══ The input

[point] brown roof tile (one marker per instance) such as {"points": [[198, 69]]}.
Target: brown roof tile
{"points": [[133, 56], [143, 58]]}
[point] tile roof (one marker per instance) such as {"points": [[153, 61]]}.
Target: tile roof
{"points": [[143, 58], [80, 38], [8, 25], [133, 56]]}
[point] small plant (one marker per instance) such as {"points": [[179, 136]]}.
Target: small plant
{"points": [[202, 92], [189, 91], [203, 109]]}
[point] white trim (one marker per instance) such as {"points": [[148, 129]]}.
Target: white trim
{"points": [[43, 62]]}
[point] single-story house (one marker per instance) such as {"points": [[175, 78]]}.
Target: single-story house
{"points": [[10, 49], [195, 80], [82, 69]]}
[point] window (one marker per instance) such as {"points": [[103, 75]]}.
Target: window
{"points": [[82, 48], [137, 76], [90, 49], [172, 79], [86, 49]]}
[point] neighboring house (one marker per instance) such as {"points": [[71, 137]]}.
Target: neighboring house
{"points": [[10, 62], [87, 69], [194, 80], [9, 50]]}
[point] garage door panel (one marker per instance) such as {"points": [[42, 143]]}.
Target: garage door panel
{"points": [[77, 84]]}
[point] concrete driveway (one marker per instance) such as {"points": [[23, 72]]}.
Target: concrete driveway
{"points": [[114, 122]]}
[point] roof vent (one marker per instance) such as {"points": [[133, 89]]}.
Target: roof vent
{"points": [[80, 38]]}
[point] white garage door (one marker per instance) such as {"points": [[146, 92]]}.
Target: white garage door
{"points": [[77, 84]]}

════

Rewrite the records from the line containing "[point] roof vent" through the end of the records, inclusive, keeping the requests. Shift every coordinate in the answer points by adding 105, and leave the numbers in the requests and their sample formats unchanged.

[point] roof vent (one marker per instance) such as {"points": [[133, 89]]}.
Target: roof vent
{"points": [[185, 143]]}
[point] white garage door (one marker per instance) such as {"points": [[146, 92]]}.
Target: white garage door
{"points": [[182, 189]]}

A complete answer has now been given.